> _SET TASK 1_
In the article about the mall REIT, by what percentage did re-leasing spreads rise in the third quarter?

> _SELECTED TEXT_
Early this decade, Glimcher Realty Trust embarked on a tried-and-true real estate strategy to produce greater long-term shareholder value: purge community centers and underperforming assets to emphasize premium, market-dominant malls. Over the past five years, the Columbus, Ohio-based real estate investment trust (REIT) has shredded its real estate holdings from more than 70 assets in 22 states to 27 properties in 14 states.
Glimcher Realty still has three properties it wants to chop from its portfolio, and it anticipates disposing of two by the end of the year. The challenge is that the REIT is exercising the final leg of its strategy amid consumer spending cutbacks, rising retailer bankruptcies and a credit crunch that has knocked Wall Street titans to their knees.
Despite its progress, Glimcher Realty's strategy won't totally insulate it from economic turmoil. In the third quarter, for example, the landlord reported a 6% drop to $181.8 million in funds from operations — a closely watched measure of REIT operating performance — compared with the same quarter last year.
Meanwhile, the occupancy rate among non-anchor tenants in Glimcher Realty's portfolio fell to 92.6% in the third quarter from 93.5% during the same period a year ago. At roughly 22 million sq. ft., the company ranks as one of the smaller U.S. mall REITs, a fact that concerns credit rating agencies given the company's $1.6 billion in debt compared with its $2.2 billion market capitalization as of late October.
Still, executives with the 49-year-old company are wagering that their strategy will pay off in the face of expected weak holiday sales and a prolonged recession. Glimcher Realty's occupancy, for example, is on par with the mall REIT sector, points out Michael Glimcher, chairman and CEO of the company.
Glimcher Realty's re-leasing spreads, which are base rents for new leases and renewals in space that was previously occupied for 24 months, increased 19% in the third quarter. That figure is up from 15% in the second quarter.
“The work we've done has put us in a position to weather a crazy environment that nobody could have predicted,” emphasizes the CEO. “Clearly when you get into awful economic times like this, quality is going to be a differentiating factor.”
Recession on steroids
Whether those moves are enough to generate profits in this volatile climate remains uncertain. National retail sales dropped 1.2% in September compared with the same month in 2007, which represents the largest drop since a 1.4% decrease in August 2005, according to the Commerce Department. The National Retail Federation predicts that holiday sales will only grow 2.2% this year, or half the 10-year average.
As if that's not enough gloom, non-farm payrolls plunged 760,000 in the first three quarters of 2008. Plus, unlike past recessions, a worldwide credit freeze that nobody under the age of 80 has ever experienced could turn conventional downturn wisdom on its head.
“The average person is scared and is thinking, ‘Do I really need to spend $500 this Christmas, or can I spend $250?’” says David Bonser, a partner in the Washington, D.C. law firm of Hogan & Hartson, who represents REITs and other companies in capital raising, mergers and acquisitions, and other transactions. “It will have a direct impact on retailers and eventually will impact mall owners.”

> _GIVEN DATA_
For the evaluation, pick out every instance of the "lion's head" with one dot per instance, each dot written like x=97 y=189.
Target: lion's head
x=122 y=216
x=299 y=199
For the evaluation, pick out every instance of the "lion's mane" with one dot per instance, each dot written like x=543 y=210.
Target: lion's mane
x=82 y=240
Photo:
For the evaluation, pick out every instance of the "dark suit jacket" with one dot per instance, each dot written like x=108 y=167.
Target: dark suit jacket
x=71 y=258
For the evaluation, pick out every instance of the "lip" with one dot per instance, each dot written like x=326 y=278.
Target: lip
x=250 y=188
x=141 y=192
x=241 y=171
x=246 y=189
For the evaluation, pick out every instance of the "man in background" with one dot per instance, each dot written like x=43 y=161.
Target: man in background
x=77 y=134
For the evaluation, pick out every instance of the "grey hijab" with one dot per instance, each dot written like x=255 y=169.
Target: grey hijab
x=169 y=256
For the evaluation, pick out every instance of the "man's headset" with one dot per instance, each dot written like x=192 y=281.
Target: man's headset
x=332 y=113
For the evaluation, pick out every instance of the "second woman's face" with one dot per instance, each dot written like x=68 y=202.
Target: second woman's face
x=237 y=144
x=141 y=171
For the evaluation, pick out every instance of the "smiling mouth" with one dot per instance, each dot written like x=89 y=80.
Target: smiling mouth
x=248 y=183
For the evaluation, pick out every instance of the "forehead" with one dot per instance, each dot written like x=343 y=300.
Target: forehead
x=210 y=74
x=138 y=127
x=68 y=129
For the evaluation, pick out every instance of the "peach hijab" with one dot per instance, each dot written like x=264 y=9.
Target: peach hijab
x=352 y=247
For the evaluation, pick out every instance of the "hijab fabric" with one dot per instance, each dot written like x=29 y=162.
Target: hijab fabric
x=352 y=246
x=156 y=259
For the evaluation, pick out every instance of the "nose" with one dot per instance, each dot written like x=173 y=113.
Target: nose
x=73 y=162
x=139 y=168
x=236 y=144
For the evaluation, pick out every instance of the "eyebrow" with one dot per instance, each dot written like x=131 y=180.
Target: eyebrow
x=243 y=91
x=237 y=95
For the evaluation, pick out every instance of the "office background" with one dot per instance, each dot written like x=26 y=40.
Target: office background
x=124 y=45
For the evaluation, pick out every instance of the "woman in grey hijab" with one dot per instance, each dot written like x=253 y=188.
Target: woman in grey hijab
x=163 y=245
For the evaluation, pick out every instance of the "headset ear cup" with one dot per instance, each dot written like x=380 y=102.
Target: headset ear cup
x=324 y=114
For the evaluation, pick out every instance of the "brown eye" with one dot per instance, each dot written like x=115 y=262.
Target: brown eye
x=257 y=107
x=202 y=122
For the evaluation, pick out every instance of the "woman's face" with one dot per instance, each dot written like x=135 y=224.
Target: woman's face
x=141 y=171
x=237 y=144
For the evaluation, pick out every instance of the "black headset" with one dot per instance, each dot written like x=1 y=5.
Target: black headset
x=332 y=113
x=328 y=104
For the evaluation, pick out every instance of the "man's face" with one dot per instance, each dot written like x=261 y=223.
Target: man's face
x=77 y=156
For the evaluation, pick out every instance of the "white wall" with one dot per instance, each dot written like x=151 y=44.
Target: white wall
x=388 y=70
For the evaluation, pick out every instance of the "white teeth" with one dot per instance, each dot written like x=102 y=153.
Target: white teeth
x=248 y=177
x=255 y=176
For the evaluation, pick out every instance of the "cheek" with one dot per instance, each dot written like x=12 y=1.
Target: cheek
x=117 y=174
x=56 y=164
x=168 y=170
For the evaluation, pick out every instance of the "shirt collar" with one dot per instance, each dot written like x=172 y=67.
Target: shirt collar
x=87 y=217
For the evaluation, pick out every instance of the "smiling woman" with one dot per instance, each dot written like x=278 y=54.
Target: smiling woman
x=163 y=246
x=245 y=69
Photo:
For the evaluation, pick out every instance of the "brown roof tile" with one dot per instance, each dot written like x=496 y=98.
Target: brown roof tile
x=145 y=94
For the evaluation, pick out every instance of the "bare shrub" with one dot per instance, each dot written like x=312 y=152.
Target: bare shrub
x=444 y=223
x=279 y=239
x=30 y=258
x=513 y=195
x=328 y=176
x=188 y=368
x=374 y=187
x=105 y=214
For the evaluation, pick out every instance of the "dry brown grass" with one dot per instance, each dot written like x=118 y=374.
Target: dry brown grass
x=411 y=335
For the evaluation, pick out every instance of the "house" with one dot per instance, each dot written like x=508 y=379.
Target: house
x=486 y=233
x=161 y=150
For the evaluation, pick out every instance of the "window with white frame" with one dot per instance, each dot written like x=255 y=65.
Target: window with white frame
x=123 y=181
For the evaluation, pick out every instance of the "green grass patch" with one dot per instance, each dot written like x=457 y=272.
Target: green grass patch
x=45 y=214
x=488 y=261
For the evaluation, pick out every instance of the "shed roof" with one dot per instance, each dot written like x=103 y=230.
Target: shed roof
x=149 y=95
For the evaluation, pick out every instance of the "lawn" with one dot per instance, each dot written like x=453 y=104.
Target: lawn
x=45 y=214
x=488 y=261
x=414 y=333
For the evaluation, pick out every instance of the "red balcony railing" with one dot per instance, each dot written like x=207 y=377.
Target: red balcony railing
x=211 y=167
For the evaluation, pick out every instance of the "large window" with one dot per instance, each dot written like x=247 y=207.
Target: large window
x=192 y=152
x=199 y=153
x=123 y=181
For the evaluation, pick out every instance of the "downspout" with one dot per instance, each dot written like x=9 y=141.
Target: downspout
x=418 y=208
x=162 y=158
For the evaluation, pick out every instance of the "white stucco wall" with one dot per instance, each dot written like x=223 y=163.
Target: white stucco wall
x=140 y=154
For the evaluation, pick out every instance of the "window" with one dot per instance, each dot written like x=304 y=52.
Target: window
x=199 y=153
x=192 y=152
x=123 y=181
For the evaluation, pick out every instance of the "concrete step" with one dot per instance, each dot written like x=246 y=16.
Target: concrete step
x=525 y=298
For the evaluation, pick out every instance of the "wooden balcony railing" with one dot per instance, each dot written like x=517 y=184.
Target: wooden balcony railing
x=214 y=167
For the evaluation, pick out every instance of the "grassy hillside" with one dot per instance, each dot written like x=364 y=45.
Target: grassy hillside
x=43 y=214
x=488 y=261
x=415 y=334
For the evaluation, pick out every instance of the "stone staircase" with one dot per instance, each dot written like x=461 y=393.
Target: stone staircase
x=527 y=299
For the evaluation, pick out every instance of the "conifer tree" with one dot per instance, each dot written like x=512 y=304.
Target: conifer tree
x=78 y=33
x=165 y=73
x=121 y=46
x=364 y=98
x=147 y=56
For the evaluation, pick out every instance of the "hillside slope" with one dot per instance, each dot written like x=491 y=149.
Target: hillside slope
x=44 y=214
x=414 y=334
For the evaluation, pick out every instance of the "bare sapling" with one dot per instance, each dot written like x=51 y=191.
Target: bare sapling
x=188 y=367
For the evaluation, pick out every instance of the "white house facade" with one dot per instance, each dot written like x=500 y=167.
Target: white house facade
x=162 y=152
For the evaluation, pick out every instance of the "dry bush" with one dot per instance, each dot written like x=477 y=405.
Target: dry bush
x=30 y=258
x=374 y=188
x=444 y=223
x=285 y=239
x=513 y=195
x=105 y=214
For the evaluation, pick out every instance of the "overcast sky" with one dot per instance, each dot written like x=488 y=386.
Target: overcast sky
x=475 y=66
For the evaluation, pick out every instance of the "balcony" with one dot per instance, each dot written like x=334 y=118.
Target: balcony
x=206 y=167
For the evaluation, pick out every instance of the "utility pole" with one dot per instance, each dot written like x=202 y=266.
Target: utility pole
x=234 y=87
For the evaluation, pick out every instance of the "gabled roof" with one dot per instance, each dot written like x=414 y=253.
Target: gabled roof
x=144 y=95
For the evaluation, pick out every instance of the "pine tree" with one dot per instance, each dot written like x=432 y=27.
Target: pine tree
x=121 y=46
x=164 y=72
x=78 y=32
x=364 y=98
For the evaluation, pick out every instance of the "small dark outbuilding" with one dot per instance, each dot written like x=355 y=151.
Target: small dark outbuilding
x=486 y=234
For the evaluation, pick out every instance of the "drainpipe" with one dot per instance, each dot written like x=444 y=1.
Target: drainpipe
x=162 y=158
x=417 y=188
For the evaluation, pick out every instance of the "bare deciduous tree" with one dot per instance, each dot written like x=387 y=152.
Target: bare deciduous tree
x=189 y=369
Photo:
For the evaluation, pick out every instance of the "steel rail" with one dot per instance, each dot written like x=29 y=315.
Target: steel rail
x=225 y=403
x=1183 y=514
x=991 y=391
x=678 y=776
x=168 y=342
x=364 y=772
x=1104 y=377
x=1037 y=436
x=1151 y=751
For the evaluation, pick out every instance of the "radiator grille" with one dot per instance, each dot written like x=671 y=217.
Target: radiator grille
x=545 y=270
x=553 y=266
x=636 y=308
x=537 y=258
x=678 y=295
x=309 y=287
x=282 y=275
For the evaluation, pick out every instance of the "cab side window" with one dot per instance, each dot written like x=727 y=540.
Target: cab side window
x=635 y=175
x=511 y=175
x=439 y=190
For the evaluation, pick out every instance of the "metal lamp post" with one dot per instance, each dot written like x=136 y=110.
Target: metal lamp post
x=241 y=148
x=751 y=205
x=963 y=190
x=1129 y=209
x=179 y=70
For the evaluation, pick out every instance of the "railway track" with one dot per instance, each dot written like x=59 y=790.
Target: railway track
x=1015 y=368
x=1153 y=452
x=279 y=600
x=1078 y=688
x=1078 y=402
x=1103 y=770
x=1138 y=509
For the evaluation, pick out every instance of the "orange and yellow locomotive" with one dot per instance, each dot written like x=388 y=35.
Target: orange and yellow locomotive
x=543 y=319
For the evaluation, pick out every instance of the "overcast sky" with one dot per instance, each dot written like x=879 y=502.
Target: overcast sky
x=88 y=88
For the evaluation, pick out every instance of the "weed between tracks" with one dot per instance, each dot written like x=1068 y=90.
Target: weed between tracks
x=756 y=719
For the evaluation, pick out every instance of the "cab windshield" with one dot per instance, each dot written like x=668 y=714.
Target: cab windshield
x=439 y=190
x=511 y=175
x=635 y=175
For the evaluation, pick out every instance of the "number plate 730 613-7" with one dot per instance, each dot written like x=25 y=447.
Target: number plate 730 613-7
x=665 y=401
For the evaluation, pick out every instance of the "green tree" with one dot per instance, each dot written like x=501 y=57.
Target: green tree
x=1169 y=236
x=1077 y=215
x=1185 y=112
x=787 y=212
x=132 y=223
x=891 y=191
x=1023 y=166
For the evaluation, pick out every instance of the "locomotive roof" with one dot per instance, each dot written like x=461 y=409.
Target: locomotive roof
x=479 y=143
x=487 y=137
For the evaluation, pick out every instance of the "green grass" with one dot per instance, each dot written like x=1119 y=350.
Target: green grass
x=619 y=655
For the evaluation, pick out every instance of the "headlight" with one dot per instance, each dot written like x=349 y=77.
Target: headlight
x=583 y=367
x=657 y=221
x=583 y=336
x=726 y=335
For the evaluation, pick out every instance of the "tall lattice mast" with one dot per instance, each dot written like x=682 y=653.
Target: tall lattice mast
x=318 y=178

> _SET TASK 2_
Update the listing from the line containing "like x=68 y=202." down to the line containing "x=248 y=183", replacing "smiling mouth" with "closed mouth" and keeping everything else the same. Return only those lines.

> _WORKED SOLUTION 1_
19%

> _WORKED SOLUTION 2_
For the evaluation, pick out every instance of the "second woman's face" with one dot per instance, each dot written like x=68 y=202.
Target: second woman's face
x=237 y=144
x=141 y=171
For the evaluation, pick out every instance of the "closed mouth" with one dot per instance, each dot written like x=89 y=80.
Target: closed mouth
x=248 y=183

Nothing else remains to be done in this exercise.